SHORT EXERCISE
Reproduce verbatim the lines between the line containing "Would you please identify the bare midriff" and the line containing "column 757, row 600", inclusive, and nothing else.

* BEGIN INPUT FOR THIS TASK *

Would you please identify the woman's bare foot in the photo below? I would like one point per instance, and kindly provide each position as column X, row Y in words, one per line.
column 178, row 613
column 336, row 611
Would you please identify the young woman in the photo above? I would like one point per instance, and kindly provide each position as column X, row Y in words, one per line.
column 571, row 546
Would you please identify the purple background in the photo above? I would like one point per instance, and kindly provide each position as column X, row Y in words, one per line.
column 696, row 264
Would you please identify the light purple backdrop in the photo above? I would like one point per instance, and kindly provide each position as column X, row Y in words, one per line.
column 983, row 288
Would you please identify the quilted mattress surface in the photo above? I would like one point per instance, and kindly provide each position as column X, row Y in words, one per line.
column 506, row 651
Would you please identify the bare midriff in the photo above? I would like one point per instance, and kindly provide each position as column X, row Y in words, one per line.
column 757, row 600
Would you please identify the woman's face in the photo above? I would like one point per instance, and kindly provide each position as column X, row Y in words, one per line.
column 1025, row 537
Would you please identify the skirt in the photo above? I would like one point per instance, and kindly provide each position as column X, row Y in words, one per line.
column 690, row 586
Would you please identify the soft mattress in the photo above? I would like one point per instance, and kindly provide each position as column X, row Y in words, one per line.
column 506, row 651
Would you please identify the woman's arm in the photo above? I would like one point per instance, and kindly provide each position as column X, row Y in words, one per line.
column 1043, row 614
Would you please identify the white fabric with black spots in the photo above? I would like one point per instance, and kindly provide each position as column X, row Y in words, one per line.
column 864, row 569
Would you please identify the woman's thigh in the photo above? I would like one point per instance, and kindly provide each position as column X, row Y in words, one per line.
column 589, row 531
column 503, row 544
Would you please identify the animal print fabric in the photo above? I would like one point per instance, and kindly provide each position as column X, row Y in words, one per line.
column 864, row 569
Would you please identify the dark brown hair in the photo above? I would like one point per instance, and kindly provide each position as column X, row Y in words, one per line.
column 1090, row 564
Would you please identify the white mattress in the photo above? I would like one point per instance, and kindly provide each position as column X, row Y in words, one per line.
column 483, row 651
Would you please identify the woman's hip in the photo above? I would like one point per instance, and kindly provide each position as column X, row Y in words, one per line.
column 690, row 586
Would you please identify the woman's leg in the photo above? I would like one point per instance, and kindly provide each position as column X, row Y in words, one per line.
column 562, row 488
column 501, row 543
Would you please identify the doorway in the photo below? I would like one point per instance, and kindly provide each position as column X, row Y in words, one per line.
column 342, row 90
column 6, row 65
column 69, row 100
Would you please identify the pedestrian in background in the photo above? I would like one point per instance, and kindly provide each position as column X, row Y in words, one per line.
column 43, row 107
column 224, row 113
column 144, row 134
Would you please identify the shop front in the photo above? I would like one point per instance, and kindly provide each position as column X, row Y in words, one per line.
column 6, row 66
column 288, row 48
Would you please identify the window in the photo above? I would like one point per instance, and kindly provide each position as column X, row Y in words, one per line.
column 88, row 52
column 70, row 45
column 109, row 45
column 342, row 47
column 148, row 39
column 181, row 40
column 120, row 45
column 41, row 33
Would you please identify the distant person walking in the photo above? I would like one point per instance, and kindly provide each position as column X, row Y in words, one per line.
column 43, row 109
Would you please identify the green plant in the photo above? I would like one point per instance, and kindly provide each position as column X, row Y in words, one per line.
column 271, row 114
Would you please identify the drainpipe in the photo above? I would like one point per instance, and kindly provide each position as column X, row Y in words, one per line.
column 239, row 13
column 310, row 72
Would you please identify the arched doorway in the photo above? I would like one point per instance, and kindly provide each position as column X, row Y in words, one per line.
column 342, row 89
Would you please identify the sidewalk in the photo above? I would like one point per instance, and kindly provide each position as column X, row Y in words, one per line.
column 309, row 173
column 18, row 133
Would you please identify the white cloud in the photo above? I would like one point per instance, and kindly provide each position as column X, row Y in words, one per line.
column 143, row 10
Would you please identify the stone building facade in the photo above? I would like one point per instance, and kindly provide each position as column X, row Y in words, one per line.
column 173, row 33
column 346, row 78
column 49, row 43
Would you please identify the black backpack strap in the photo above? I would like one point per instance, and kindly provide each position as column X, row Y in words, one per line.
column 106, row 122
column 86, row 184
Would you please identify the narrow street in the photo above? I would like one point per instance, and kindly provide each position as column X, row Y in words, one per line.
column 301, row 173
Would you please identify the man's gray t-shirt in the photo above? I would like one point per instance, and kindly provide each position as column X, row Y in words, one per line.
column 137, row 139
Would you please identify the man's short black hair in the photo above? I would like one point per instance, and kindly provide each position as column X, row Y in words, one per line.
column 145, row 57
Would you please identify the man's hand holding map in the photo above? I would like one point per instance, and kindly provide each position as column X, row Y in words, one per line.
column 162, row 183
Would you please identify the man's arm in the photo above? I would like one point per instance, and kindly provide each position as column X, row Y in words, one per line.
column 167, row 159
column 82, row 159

* END INPUT FOR THIS TASK *
* BEGIN INPUT FOR THIS TASK *

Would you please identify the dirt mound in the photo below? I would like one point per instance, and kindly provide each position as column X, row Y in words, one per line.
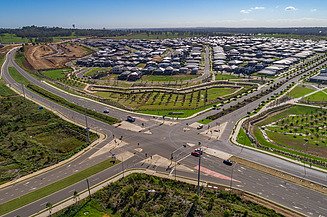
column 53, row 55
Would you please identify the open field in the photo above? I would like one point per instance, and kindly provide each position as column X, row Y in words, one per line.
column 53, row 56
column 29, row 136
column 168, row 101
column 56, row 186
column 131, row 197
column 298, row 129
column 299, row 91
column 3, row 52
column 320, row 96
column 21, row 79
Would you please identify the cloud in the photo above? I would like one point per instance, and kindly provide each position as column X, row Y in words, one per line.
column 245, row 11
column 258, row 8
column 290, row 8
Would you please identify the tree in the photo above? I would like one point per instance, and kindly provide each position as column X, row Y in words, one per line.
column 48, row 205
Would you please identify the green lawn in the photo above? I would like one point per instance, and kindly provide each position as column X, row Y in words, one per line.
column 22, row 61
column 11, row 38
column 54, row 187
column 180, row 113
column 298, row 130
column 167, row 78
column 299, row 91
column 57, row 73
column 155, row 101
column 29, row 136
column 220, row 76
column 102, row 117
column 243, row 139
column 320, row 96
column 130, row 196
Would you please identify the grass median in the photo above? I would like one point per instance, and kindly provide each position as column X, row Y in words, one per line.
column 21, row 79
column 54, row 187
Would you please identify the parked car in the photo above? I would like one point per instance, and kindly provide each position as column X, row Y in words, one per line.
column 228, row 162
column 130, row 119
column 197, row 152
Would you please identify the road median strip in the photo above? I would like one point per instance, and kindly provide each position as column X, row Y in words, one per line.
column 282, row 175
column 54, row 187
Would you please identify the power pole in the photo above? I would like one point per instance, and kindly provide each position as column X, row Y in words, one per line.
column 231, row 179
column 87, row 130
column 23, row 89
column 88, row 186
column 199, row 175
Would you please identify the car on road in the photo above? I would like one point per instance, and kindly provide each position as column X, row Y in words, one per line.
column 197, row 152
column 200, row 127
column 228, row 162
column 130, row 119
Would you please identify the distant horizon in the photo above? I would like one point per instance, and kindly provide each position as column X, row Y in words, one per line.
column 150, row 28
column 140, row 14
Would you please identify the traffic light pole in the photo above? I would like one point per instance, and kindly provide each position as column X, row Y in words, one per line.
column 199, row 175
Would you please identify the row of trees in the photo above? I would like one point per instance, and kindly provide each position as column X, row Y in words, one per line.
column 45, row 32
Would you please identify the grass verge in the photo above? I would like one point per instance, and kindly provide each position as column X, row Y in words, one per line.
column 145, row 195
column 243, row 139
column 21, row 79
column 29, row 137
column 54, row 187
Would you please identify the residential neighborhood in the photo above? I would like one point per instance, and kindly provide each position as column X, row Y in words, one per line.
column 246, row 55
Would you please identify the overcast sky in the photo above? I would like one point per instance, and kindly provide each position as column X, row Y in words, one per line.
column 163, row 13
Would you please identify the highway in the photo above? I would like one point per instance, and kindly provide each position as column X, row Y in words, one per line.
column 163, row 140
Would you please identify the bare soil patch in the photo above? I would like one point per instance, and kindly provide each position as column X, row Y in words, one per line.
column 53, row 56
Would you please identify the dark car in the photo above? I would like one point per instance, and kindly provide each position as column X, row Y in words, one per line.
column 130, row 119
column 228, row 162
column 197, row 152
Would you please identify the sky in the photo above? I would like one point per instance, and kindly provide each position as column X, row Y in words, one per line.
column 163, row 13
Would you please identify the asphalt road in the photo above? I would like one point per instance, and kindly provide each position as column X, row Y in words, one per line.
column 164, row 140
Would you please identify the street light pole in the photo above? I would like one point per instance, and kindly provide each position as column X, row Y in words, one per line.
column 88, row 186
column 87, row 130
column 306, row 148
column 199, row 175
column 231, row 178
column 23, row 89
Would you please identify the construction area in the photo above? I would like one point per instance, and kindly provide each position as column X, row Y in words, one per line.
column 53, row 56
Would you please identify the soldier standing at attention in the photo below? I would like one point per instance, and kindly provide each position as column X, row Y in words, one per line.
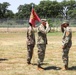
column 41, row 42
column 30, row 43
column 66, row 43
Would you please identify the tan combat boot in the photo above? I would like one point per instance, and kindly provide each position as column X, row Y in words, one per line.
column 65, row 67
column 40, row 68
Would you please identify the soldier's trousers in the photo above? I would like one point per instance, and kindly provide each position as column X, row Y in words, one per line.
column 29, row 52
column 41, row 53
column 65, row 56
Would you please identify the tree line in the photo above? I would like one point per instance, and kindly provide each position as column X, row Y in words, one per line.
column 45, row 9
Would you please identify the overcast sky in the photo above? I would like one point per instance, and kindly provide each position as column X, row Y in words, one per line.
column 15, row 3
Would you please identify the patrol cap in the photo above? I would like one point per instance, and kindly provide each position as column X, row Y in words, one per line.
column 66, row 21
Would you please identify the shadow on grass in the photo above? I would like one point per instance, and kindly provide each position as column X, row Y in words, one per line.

* END INPUT FOR THIS TASK *
* BEGIN INPUT FOR THIS TASK *

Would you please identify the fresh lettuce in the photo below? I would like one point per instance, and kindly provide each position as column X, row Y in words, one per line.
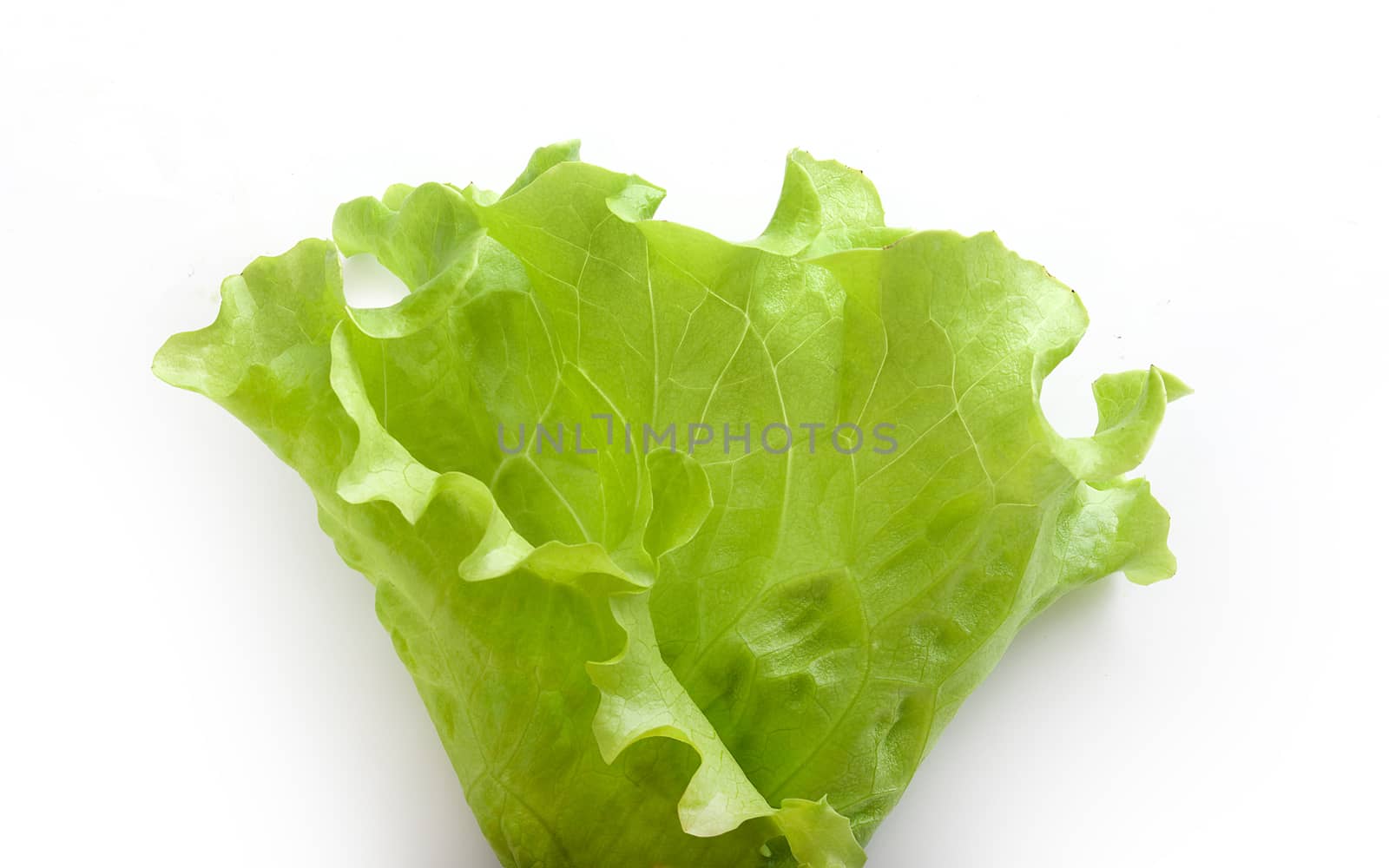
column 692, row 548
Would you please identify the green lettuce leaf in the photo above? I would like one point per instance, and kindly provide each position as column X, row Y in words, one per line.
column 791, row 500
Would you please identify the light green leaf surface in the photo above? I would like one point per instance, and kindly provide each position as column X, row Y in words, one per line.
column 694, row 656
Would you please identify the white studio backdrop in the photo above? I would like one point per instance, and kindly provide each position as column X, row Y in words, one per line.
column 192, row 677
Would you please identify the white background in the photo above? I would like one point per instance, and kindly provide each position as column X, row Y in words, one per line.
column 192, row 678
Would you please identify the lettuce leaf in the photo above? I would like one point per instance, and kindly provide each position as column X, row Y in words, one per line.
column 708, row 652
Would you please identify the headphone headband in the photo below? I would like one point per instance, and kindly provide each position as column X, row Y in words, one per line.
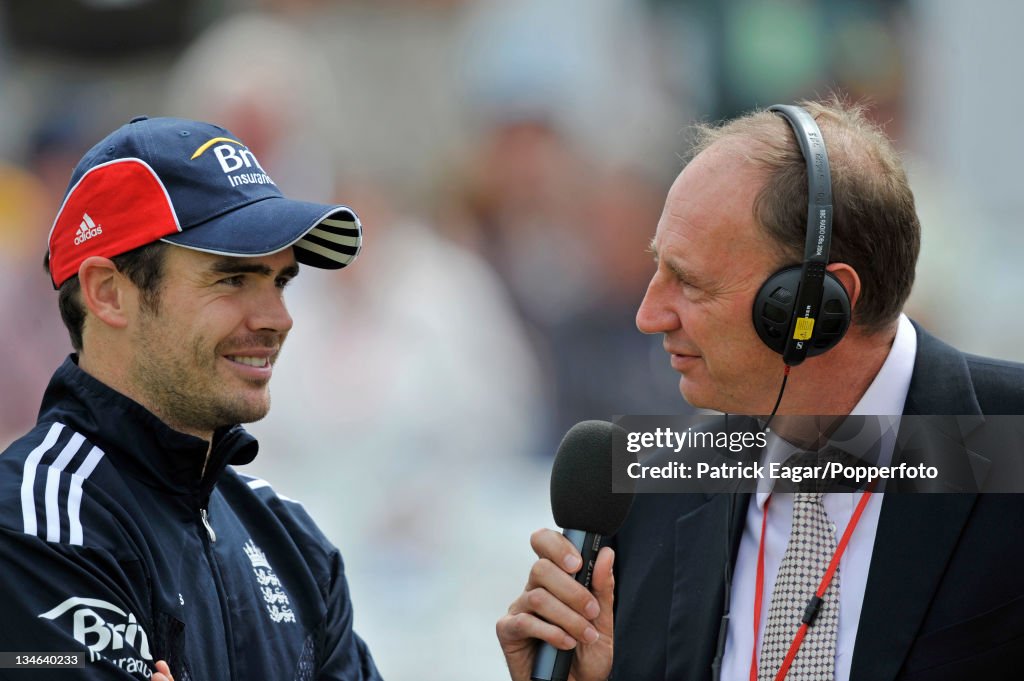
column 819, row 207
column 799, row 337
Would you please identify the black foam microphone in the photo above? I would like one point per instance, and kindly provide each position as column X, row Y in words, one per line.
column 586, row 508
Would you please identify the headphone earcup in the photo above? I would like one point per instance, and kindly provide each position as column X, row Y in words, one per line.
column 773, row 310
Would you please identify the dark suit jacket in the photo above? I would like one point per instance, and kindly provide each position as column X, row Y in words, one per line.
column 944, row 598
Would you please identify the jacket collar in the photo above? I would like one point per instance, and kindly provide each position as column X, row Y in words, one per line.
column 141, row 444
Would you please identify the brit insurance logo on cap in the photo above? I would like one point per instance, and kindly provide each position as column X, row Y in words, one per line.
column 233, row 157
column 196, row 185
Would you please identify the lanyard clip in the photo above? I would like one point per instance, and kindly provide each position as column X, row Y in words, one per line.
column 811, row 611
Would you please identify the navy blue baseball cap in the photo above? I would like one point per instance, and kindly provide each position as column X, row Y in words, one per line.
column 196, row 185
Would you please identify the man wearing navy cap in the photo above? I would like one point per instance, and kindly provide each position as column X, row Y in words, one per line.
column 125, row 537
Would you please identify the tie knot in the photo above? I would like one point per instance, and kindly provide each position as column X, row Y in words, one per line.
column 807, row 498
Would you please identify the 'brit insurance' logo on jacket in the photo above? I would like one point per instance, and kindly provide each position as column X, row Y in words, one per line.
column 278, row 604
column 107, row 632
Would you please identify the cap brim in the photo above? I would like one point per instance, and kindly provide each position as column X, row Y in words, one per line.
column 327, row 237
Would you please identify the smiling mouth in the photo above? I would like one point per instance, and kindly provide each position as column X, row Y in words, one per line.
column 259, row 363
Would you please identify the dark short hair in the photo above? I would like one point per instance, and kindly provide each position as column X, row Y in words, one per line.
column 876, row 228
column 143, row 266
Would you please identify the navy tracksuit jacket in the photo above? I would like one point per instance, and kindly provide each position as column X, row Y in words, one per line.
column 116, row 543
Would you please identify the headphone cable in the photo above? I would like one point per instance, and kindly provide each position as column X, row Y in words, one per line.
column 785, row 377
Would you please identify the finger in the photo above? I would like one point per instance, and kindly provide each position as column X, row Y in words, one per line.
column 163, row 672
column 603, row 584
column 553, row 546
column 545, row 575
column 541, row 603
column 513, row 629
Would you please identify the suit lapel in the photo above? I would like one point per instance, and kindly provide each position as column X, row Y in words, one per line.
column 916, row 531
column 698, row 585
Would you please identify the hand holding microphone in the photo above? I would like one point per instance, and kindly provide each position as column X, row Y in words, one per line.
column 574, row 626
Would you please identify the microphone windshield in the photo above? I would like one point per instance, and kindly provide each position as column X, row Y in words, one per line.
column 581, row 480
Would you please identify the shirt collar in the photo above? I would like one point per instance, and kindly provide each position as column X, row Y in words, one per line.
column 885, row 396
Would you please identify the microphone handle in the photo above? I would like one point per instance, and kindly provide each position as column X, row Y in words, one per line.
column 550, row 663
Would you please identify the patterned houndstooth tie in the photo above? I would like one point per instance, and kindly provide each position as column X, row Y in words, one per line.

* END INPUT FOR THIS TASK *

WORKED ANSWER
Would you please identify the bare midriff in the photo above? I would like one point per instance, and kindly provide each position as column X, row Y in words, one per line.
column 757, row 600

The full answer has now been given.